• **Objetivo indicado 1**: Transcreve sem qualquer alteração as entradas que começam na linha que contém "Practice step: point at the man's face" e vão até ao fim das entradas, incluindo ambas as extremidades. Deixa as imagens fora da resposta.

Tinha prometido a mim mesma que não escrevia sobre a criança torturada e morta, tudo indica que pelo pai e pela madrasta, mas aqui estou.

Infelizmente, estes momentos trágicos transformam-se rapidamente num circo mediático, em que a linha entre o dever de informar e a exploração da morte de uma criança se torna muito ténue, e não queria ser mais uma voz a falar de um caso que não conheço, fazendo juízos e passando sentenças. Não quero entrar no rol dos que o usam para fundamentar os seus preconceitos, nem tão-pouco subscrever o depoimento do vizinho que “percebeu tudo” pela expressão demasiado calma do alegado assassino, nem assemelhar-me à tia da prima que pressentiu o que ia acontecer (mas não fez nada), nem tão-pouco fazer a figura do senhor que afirmou que “Nem a menina nem a nossa terra mereciam um crime assim” e, no entanto, acabo por ser a prova do quão difícil é estar calado perante uma monstruosidade como esta.

• **Objetivo indicado 2**: Enumera as três pessoas individuais cujas atitudes quem escreve diz, no texto sobre a criança morta, não querer subscrever nem imitar.

Registos de indicação de objetos em fotografias:
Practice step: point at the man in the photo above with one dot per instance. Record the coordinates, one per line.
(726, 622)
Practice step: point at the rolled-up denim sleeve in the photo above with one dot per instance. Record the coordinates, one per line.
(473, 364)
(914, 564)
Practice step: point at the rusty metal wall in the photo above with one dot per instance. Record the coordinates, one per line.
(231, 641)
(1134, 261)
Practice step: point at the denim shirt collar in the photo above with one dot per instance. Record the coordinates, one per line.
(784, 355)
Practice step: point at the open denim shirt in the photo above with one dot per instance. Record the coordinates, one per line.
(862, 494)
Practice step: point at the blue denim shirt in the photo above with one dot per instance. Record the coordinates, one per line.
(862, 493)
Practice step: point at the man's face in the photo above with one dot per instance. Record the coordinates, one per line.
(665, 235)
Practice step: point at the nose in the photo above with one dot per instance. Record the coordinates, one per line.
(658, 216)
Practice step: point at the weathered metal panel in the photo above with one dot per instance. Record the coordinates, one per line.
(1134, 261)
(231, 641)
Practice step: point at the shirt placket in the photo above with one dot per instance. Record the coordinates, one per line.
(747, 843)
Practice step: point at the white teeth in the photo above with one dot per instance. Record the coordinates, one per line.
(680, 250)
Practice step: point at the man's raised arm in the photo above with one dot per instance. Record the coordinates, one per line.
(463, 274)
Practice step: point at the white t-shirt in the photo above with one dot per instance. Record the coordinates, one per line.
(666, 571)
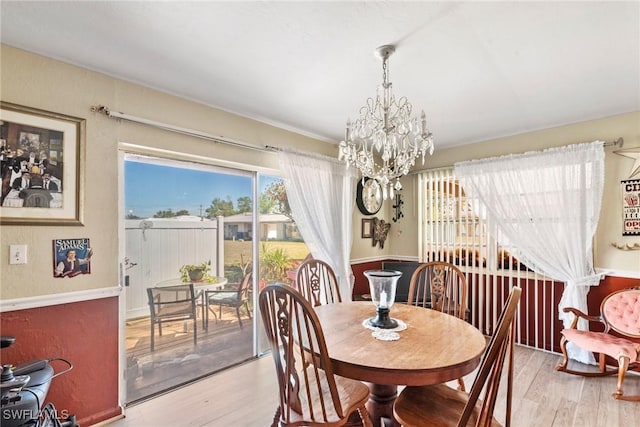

• **Resposta resolvida 1**:
Practice step: point at the man's face in the photo above with one dot per instance. Record the coordinates, one per line.
(665, 235)
Practice step: point at the nose in the photo above with one dot per instance. Record the coordinates, one per line.
(658, 216)
Practice step: point at the weathered metal panel in the photo above with one dot per instance. Record the coordinates, one per line.
(1134, 261)
(231, 641)
Practice step: point at the shirt placket in the photo above with one dot per instance. Record the coordinates, one per line.
(747, 843)
Practice step: point at the white teeth in the photo above with one dot per instance. Record the coordinates, one per line.
(680, 250)
Practice step: point at the man's raised arm in the photo above with one dot per instance. Record the coordinates, one per line.
(463, 274)
Practice step: point at the white t-shirt in the photo above with one dot per instance. Record the coordinates, one per line.
(666, 571)

• **Resposta resolvida 2**:
- O vizinho que "percebeu tudo" pela expressão demasiado calma do alegado assassino
- A tia da prima que pressentiu o que ia acontecer (mas não fez nada)
- O senhor que afirmou que "Nem a menina nem a nossa terra mereciam um crime assim"